[Extract]

Fairhome’s accounts for the year up to 30 July 2020 were due by 30 April 2021.

Its previously posted accounts for the 12 months to 31 July 2019 reported a £1.9m loss, down from a £15.1m profit the previous year.

During that period, it gifted Westmoreland a £4m interest-free loan that does not need to be fully repaid until 2034.

Westmoreland, which was the fourth housing association ever to be handed a ‘G4’ grading for governance by the English regulator – the lowest available – admitted in its own accounts for the 12 months up to September 2019 that it faced “material uncertainty” over its ability to stay afloat.

In total, Fairhome donated £17m to other companies in the year to July 2019, including £10.4m for its sister company Valorum Care Group, which provides care to people living in supported housing. The loans have no fixed repayment terms and no interest has been charged.

Valorum reported a loss of £6.7m in the year up until July 2019, having been set up in late 2017.

Fairhome’s accounts from last year list Westmoreland, Encircle and Hilldale’s parent Change Housing as “significant related parties”, meaning they share directors with Fairhome or that Fairhome directors “exert significant influence”.

Since Fairhome was established in 2014, it has delivered more than 6,000 units of accommodation for vulnerable adults.

[/Extract]
[Listed entries]

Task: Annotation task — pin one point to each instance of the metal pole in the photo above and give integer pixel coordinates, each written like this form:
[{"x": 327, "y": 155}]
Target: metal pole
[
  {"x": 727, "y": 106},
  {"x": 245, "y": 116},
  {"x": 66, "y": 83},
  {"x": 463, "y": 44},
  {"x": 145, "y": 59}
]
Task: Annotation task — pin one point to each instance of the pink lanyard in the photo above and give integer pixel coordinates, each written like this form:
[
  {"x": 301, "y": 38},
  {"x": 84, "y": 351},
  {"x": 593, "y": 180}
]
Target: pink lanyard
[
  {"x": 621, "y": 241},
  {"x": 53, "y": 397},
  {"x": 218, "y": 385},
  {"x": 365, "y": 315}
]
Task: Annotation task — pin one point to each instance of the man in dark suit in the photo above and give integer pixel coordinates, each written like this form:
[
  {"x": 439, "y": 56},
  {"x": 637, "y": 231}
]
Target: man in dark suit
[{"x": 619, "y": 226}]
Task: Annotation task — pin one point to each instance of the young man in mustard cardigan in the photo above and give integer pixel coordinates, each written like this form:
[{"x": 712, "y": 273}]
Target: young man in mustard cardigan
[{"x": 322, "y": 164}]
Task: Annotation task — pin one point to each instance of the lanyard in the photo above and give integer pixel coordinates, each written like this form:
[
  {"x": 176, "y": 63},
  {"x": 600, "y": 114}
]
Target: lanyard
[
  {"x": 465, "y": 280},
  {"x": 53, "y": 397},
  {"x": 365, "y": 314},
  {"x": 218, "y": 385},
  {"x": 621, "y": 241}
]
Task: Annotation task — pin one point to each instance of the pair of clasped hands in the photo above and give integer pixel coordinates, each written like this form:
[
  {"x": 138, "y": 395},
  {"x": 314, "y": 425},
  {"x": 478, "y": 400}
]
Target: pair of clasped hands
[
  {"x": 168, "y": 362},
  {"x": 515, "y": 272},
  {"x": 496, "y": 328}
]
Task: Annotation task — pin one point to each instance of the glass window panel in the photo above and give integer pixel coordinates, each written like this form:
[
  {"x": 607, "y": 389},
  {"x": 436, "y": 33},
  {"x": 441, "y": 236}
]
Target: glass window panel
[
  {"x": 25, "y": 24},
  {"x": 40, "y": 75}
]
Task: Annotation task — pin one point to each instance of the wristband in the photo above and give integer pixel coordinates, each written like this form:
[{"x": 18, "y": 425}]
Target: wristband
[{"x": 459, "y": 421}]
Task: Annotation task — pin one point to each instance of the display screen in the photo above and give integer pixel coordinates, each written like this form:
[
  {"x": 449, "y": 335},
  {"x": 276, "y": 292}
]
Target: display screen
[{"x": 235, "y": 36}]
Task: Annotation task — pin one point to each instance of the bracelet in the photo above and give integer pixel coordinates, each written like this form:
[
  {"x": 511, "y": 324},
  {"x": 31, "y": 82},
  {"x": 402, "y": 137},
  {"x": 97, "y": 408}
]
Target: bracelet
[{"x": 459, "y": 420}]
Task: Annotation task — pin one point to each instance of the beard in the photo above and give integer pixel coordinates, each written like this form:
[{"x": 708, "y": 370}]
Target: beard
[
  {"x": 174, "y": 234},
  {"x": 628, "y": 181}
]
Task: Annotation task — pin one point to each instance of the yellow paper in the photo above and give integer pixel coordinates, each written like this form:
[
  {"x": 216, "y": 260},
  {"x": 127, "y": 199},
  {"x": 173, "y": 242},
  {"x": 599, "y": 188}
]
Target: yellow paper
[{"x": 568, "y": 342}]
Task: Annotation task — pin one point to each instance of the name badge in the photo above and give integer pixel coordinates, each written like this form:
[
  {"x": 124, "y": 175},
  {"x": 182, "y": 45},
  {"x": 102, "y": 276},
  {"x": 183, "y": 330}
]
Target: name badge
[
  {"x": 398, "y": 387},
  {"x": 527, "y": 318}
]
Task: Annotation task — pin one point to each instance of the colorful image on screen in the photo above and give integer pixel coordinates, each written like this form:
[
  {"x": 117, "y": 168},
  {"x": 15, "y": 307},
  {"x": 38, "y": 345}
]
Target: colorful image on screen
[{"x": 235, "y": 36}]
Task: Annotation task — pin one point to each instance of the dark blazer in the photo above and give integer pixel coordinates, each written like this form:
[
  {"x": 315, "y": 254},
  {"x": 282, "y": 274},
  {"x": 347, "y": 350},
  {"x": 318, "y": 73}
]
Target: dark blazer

[/Listed entries]

Work instructions:
1. Rewrite the paragraph of the Fairhome extract that begins "In total, Fairhome donated" as a short bulleted list that keeps its main facts.
2. Give the stretch of the Fairhome extract from "During that period, it" through "in late 2017." again, swapping "loss" for "deficit".
The rows come from a different source than the Fairhome extract.

Answers per task:
1.
- Fairhome gave £17m to other companies in the year to July 2019.
- This included £10.4m for its sister company Valorum Care Group, which provides care to people in supported housing.
- The loans have no fixed repayment terms and carry no interest.

2.
During that period, it gifted Westmoreland a £4m interest-free loan that does not need to be fully repaid until 2034.

Westmoreland, which was the fourth housing association ever to be handed a ‘G4’ grading for governance by the English regulator – the lowest available – admitted in its own accounts for the 12 months up to September 2019 that it faced “material uncertainty” over its ability to stay afloat.

In total, Fairhome donated £17m to other companies in the year to July 2019, including £10.4m for its sister company Valorum Care Group, which provides care to people living in supported housing. The loans have no fixed repayment terms and no interest has been charged.

Valorum reported a deficit of £6.7m in the year up until July 2019, having been set up in late 2017.